EXERCISE REQUIREMENTS:
Repeat the listing word for word. No pictures belong in the copy.

(Records from a point labeling set)

- - -

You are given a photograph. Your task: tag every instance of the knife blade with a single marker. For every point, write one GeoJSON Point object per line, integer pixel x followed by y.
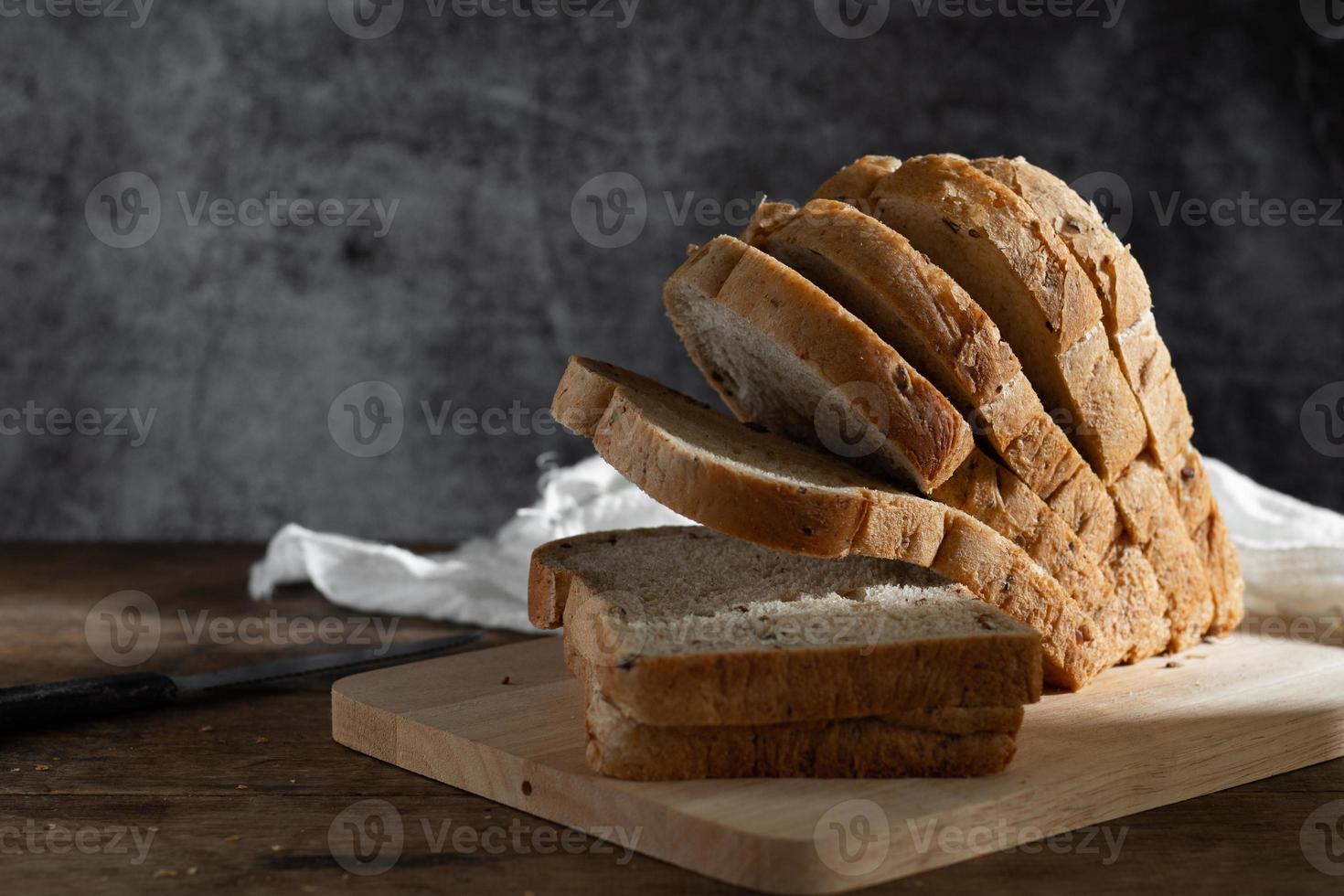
{"type": "Point", "coordinates": [28, 707]}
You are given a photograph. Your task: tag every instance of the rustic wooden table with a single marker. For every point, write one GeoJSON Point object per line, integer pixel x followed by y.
{"type": "Point", "coordinates": [238, 795]}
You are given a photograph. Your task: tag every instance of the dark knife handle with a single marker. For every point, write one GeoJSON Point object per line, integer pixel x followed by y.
{"type": "Point", "coordinates": [37, 706]}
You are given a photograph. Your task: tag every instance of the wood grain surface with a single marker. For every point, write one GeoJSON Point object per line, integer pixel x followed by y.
{"type": "Point", "coordinates": [242, 793]}
{"type": "Point", "coordinates": [508, 724]}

- - -

RESULT FOR THIS TASK:
You are given a photograph. Your task: tag every instance of the knife blade with a single marker. For every point, write one GeoJSON Point object per line, integer pixel x followed by y.
{"type": "Point", "coordinates": [28, 707]}
You are given a photograph. Your task: tag every instance of the rustic wooden table with a single marker. For every point, write one GeoJSON Point object per line, integer pixel x followed by y.
{"type": "Point", "coordinates": [238, 795]}
You are given a photograph. Your task: tag every instance of the dark knife handle with a single marker. For every point, write one GeoJSON Point object per line, integer pixel x followed by y.
{"type": "Point", "coordinates": [37, 706]}
You are given a photograph. Your task: tag every instance of the wood grain surface with a single marker. For every point, write one GeoJSON Point object per line, integer pixel x followed by y.
{"type": "Point", "coordinates": [242, 793]}
{"type": "Point", "coordinates": [508, 724]}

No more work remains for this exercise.